↓↓↓

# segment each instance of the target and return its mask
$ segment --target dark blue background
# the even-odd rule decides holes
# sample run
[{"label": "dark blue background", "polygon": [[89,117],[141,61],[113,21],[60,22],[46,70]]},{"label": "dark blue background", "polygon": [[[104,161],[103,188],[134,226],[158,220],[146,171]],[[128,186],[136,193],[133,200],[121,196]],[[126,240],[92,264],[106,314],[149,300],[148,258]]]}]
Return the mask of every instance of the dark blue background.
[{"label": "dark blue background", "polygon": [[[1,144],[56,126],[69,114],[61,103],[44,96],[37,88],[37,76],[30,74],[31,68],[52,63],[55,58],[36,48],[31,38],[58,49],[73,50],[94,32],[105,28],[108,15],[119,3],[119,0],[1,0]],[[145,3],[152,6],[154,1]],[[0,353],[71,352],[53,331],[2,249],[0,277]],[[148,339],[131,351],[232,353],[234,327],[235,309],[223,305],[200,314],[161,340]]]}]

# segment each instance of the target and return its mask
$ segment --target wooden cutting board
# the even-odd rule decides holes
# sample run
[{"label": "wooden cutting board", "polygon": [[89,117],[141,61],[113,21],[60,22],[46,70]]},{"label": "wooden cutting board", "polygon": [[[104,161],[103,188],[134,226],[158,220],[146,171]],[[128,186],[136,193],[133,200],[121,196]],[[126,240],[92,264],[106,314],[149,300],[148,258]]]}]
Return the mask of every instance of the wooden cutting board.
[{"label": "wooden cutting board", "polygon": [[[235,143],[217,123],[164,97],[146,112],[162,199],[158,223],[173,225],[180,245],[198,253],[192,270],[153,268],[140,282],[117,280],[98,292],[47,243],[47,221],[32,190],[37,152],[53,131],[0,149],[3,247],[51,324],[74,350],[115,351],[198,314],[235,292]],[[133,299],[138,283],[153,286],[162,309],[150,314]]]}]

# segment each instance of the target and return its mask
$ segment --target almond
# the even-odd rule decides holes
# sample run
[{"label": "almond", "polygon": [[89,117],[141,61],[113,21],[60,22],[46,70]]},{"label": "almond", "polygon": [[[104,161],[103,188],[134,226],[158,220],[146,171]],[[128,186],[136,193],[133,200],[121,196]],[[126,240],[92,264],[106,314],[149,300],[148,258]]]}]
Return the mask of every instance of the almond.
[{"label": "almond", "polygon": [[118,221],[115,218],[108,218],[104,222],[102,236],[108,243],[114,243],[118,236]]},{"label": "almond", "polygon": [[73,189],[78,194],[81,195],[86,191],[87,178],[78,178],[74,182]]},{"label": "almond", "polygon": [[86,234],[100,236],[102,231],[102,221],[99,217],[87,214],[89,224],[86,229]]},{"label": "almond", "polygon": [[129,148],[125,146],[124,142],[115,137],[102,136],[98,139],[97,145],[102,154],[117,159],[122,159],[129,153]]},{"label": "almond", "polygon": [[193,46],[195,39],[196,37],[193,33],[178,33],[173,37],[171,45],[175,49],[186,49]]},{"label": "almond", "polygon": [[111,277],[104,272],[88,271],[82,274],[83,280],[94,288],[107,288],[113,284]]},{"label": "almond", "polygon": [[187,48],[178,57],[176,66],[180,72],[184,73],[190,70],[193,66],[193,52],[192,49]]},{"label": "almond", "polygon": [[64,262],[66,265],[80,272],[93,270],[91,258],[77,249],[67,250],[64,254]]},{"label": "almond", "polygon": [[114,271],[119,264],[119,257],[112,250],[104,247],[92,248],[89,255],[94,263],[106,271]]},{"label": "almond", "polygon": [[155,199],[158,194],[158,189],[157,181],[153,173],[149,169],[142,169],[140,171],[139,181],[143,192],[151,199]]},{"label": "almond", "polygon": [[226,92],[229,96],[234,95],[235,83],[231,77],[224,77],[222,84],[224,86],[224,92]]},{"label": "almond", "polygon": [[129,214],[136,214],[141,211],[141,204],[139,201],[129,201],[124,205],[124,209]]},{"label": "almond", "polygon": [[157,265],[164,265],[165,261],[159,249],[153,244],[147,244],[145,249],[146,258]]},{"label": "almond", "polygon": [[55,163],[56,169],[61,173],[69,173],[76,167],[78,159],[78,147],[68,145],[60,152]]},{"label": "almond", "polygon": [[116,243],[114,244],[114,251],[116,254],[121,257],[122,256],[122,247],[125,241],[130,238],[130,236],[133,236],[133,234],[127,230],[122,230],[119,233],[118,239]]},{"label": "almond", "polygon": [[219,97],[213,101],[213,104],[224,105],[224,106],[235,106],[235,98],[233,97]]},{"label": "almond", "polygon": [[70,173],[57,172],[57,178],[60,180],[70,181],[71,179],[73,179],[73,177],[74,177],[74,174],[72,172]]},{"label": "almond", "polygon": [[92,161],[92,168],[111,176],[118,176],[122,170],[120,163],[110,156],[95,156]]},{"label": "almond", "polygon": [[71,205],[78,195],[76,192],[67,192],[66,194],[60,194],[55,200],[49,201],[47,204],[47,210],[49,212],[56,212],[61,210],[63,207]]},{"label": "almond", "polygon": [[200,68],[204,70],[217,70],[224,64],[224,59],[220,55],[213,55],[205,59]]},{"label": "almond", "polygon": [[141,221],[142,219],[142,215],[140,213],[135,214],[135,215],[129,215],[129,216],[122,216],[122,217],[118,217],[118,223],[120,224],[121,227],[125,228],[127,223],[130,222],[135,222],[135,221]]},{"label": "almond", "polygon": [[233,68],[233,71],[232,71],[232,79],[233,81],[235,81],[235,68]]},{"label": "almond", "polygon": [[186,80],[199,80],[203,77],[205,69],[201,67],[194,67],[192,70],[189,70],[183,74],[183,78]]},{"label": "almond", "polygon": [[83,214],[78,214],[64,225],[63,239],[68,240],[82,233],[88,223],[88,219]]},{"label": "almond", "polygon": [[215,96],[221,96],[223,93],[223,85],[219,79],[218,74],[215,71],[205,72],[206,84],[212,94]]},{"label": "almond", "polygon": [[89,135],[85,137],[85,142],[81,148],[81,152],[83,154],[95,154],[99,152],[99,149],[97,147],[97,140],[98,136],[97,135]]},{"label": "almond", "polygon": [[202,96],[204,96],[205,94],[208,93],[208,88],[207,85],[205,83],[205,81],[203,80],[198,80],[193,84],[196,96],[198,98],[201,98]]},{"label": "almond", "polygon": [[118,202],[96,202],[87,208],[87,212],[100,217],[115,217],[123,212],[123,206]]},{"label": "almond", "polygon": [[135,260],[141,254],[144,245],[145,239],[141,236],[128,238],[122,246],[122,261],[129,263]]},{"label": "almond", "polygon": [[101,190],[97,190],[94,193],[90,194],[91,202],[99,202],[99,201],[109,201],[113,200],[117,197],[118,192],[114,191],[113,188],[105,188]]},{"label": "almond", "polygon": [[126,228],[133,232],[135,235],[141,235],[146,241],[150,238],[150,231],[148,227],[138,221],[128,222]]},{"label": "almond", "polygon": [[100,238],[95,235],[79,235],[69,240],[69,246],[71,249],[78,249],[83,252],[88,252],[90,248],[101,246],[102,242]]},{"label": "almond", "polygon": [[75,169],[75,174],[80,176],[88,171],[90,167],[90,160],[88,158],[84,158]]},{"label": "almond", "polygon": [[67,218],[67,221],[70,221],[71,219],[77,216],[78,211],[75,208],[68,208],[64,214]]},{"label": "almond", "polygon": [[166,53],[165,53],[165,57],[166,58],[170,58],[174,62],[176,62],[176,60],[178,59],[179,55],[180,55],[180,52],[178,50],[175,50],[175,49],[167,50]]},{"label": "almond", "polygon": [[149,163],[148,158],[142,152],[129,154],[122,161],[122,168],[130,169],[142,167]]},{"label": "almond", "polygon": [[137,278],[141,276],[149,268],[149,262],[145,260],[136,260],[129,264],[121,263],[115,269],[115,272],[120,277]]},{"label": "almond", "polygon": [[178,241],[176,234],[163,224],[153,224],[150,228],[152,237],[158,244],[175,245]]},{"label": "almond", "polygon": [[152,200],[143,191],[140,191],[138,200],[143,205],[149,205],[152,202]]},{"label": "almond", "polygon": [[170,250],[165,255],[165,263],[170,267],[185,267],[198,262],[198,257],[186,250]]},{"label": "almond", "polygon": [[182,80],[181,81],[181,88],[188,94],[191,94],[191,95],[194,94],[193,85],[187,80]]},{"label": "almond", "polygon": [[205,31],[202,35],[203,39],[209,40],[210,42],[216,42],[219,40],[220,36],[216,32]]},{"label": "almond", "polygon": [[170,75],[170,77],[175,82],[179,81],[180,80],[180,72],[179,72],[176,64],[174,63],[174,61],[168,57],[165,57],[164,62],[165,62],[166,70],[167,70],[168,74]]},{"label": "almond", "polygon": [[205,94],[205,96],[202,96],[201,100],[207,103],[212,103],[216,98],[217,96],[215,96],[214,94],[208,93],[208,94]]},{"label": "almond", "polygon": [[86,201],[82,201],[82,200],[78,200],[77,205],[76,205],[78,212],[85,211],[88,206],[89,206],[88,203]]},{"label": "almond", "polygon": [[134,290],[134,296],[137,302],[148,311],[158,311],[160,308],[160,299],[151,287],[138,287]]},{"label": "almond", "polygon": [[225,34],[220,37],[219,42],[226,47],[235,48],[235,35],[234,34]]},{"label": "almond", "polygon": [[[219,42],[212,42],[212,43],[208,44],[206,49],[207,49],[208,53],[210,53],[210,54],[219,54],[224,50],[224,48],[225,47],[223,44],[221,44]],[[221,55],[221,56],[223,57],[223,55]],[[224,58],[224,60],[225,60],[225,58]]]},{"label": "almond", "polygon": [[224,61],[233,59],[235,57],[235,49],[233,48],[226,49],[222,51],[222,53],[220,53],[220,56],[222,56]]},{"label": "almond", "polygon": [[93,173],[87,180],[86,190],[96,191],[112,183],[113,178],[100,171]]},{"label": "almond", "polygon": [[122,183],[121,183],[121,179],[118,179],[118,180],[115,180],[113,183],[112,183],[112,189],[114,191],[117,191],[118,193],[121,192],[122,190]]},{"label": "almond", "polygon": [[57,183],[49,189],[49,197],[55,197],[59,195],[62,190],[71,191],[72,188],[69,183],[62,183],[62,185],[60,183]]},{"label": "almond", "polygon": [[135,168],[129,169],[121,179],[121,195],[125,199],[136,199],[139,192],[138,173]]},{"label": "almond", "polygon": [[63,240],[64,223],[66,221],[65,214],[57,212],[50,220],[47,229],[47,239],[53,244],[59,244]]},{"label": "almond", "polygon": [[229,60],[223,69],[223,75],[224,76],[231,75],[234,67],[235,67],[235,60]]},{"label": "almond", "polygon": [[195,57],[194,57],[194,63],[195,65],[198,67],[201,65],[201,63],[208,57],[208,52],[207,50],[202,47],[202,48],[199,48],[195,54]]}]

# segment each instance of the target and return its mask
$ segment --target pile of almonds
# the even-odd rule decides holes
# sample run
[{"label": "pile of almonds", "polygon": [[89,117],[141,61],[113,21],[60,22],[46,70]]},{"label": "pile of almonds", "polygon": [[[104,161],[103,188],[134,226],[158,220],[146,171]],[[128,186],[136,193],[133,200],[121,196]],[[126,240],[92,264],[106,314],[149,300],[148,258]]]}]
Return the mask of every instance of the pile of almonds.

↑↑↑

WHAT IS NEEDED: Reproduce the lines of the records exactly, from the first one through the line that contains "--target wooden cutting board".

RESULT:
# segment each instance of the target and return its mask
$ segment --target dark blue background
# the even-odd rule decides holes
# sample run
[{"label": "dark blue background", "polygon": [[89,117],[141,61],[113,21],[60,22],[46,70]]},{"label": "dark blue background", "polygon": [[[104,161],[103,188],[134,226],[158,220],[146,171]],[[128,186],[136,193],[133,200],[121,196]],[[126,240],[92,264],[106,314],[149,300],[148,258]]]}]
Return the mask of every instance of the dark blue background.
[{"label": "dark blue background", "polygon": [[[1,144],[56,126],[69,114],[61,103],[44,96],[37,88],[37,76],[30,74],[31,68],[52,63],[55,58],[36,48],[31,38],[58,49],[73,50],[94,32],[105,28],[108,15],[119,3],[119,0],[1,0]],[[145,3],[152,6],[154,1]],[[0,353],[71,352],[53,331],[2,249],[0,277]],[[148,339],[131,351],[232,353],[234,327],[235,309],[223,305],[200,314],[161,340]]]}]

# segment each instance of the target and return its mask
$ segment --target wooden cutting board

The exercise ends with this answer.